* Exercise brief
Every line of the records below should be restated exactly.

* Data provided
::::

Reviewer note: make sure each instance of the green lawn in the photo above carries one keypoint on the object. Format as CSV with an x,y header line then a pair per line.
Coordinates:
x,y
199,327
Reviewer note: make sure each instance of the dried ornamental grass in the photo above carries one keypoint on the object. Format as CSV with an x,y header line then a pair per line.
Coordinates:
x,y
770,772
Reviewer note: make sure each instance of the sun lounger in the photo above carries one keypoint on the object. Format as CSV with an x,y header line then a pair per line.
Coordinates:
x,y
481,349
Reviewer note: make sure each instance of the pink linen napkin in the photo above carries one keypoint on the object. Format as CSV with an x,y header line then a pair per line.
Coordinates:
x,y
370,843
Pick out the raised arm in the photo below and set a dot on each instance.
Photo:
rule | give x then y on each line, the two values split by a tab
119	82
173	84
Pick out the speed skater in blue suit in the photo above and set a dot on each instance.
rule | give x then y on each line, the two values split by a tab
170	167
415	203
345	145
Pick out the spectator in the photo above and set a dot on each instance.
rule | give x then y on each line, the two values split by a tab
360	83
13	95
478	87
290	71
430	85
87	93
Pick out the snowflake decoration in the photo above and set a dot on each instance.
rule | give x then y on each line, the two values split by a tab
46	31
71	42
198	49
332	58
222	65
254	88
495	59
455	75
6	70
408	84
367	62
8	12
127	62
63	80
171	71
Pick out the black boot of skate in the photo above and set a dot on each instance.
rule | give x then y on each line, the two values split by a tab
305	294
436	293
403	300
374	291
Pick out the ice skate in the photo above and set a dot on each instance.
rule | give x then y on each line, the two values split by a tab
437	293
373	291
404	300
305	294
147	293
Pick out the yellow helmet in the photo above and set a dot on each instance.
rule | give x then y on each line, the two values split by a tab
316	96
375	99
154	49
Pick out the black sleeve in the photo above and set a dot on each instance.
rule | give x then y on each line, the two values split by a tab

::::

* Solution
Reviewer note: make sure each instance of the green lawn in the photo above carries one keypoint on the object. Format as CSV with an x,y header line then a pair per line.
Coordinates:
x,y
199,327
Reviewer note: make sure each instance of the dried ornamental grass in the photo above carries one keypoint on the object. Format as CSV with an x,y header line then a pair per line.
Coordinates:
x,y
770,772
Reviewer note: make sure each instance of the sun lounger in the photo above carries one keypoint on the object. Format as CSV with an x,y header line then a pair per line.
Coordinates:
x,y
481,349
Reviewer note: make sure each instance of the pink linen napkin in the photo above carries one keypoint on the object. Format as CSV with an x,y header line then a pair per line.
Coordinates:
x,y
370,843
Pick out the raised arm in the photo below and set a dot on each instance.
Photo:
rule | give x then y on each line, the two values split by a tab
119	82
173	84
Pick out the speed skater in blue suit in the photo above and set a dot on each instance.
rule | give x then y on each line, the two values split by a tab
170	167
415	203
345	145
Pick out the spectator in the photo above and set a dot on each instance.
rule | give x then y on each line, the two values split by a tab
360	83
13	95
478	87
290	71
430	85
87	93
Pick out the snowflake decoration in the photo above and set a dot on each instance.
rule | give x then y on each line, the two values split by a tab
46	31
71	42
198	49
332	58
222	65
254	88
495	59
455	75
6	70
408	84
367	62
8	12
127	62
63	80
171	71
Pick out the black boot of skate in the photo above and set a dot on each instance.
rule | give x then y on each line, the two values split by a tab
305	294
436	293
403	300
374	291
Pick out the ice skate in the photo above and set a dot on each instance.
rule | give x then y on each line, the two values split by a tab
437	293
373	291
404	300
305	294
147	293
Pick out the yellow helmet in the photo above and set a dot on each instance.
rule | give x then y on each line, the two values split by a tab
316	96
375	99
154	49
Pick out the black sleeve in the photo above and set a dot on each instance.
rule | give x then y on each line, the two values split by a tab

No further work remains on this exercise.